Stage 2: Content and thematic analysis

The most appropriate method for addressing the research questions involved purposeful sampling and thematic analysis (Braun & Clarke 2006). As a methodological process, purposeful sampling involves selecting participants, or relevant documents, ‘directly related to the central phenomenon or key concept being explored in a study’ (Creswell & Plano Clark 2018, p.176). For this study, purposive sampling enabled the selection of information-rich cases that represent the complex elements of lessons learnt from bushfire emergencies, and specifically, investigating the link between lessons and the stratum of work.

Analysis

This study investigated lessons identified within the bushfire-threat environment across 4 external reviews of significant bushfires that occurred in Australia between 1983 and 2018. The study followed the iterative thematic analysis process outlined by Braun and Clarke (2006). This method involved reviewing the data, generating a code list and undertaking multiple rounds of searching, extracting and reviewing themes. Selecting external post-event reviews that were conducted by experts and included a methodology section provided validity to the study as it indicates that the data is credible (Leung 2015). The iterative thematic analysis process and using multiple sources to extract themes (triangulation process) also added to the reliability and validity of the study (Creswell & Plano Clark 2018).

Stage 1: Compressing Jaques’s stratum of work

The Stratified Systems Theory was compressed to 3 levels of operational, middle management and executive as detailed in Table 2.

○ ○ ○

_Requirement A_: Decide whether each statement agrees with the bushfire methodology passage, answering yes or no and quoting the words of the passage that settle it: (i) the study drew on four external reviews of significant bushfires in Australia; (ii) the Stratified Systems Theory was compressed to five levels; (iii) the thematic analysis process the study followed was outlined by Creswell and Plano Clark.
_Requirement B_: Reproduce word for word the section of the bushfire methodology passage starting with "This study investigated" and going on through "Plano Clark 2018).".
The lines after this sentence are not needed.

(Records of labeled points)
○ ○ ○

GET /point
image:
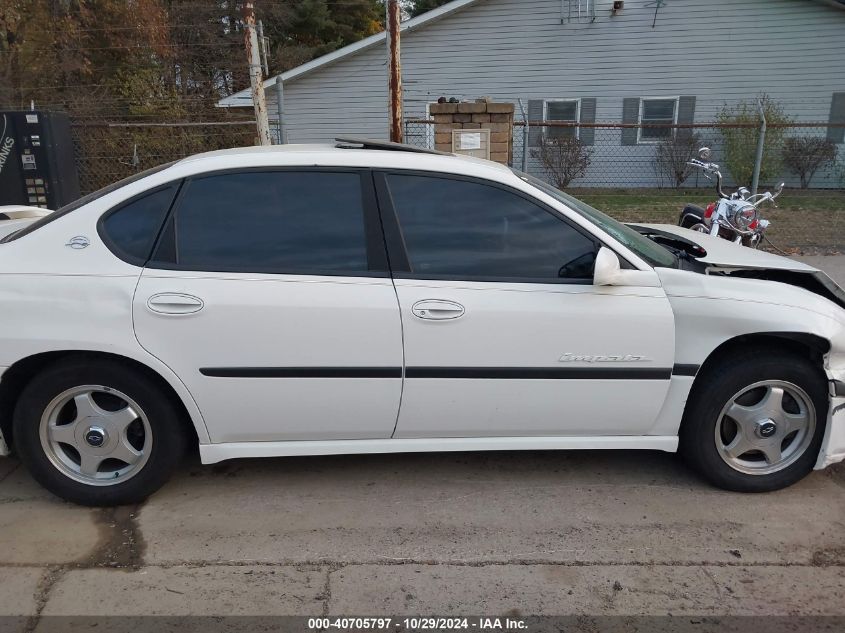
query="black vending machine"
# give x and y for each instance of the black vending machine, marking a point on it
(37, 166)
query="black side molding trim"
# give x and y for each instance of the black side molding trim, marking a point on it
(685, 370)
(478, 373)
(302, 372)
(540, 373)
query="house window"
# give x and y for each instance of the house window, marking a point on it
(565, 111)
(659, 112)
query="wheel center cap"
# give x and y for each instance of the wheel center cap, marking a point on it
(96, 436)
(766, 428)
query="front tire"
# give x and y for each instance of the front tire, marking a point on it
(755, 421)
(98, 433)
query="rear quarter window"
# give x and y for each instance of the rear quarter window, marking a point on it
(130, 230)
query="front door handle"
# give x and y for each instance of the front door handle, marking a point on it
(174, 303)
(437, 310)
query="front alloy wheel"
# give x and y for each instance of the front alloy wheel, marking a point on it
(755, 420)
(765, 427)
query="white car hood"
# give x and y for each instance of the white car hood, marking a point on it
(724, 254)
(726, 258)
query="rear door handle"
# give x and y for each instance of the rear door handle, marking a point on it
(174, 303)
(437, 310)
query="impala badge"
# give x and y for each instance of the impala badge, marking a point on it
(78, 242)
(569, 357)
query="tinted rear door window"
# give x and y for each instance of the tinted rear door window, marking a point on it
(275, 222)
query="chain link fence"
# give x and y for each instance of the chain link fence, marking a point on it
(108, 152)
(639, 173)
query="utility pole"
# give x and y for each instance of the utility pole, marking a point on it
(394, 65)
(255, 79)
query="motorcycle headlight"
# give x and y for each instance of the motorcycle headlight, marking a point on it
(743, 217)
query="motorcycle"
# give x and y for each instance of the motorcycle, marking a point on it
(734, 217)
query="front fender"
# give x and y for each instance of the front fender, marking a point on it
(711, 310)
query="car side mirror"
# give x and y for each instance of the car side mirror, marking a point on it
(609, 272)
(606, 272)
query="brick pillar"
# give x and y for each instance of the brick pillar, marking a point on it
(474, 115)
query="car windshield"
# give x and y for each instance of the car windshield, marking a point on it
(651, 252)
(73, 206)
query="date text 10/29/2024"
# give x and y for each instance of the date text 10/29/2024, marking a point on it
(416, 623)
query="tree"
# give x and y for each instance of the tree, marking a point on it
(741, 142)
(417, 7)
(563, 158)
(804, 155)
(673, 154)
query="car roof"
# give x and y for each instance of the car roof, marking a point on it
(339, 156)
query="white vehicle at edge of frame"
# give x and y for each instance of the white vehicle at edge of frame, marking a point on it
(369, 298)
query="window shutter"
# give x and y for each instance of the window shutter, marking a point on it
(686, 115)
(588, 115)
(837, 115)
(630, 114)
(535, 115)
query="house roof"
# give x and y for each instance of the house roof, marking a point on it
(244, 97)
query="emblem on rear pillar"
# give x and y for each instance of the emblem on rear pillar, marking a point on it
(569, 357)
(78, 242)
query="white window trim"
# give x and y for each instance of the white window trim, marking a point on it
(652, 141)
(577, 121)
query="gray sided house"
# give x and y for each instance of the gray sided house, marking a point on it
(662, 61)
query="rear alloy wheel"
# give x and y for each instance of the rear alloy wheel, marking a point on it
(755, 421)
(96, 435)
(98, 432)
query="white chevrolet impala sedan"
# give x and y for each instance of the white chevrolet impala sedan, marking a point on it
(372, 298)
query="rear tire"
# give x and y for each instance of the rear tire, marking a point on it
(755, 421)
(98, 433)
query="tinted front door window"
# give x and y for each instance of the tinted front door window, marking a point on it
(307, 222)
(467, 229)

○ ○ ○

_Finished answer A_:
(i) Yes: "across 4 external reviews of significant bushfires that occurred in Australia between 1983 and 2018"
(ii) No: "compressed to 3 levels of operational, middle management and executive"
(iii) No: "followed the iterative thematic analysis process outlined by Braun and Clarke (2006)"

_Finished answer B_:
This study investigated lessons identified within the bushfire-threat environment across 4 external reviews of significant bushfires that occurred in Australia between 1983 and 2018. The study followed the iterative thematic analysis process outlined by Braun and Clarke (2006). This method involved reviewing the data, generating a code list and undertaking multiple rounds of searching, extracting and reviewing themes. Selecting external post-event reviews that were conducted by experts and included a methodology section provided validity to the study as it indicates that the data is credible (Leung 2015). The iterative thematic analysis process and using multiple sources to extract themes (triangulation process) also added to the reliability and validity of the study (Creswell & Plano Clark 2018).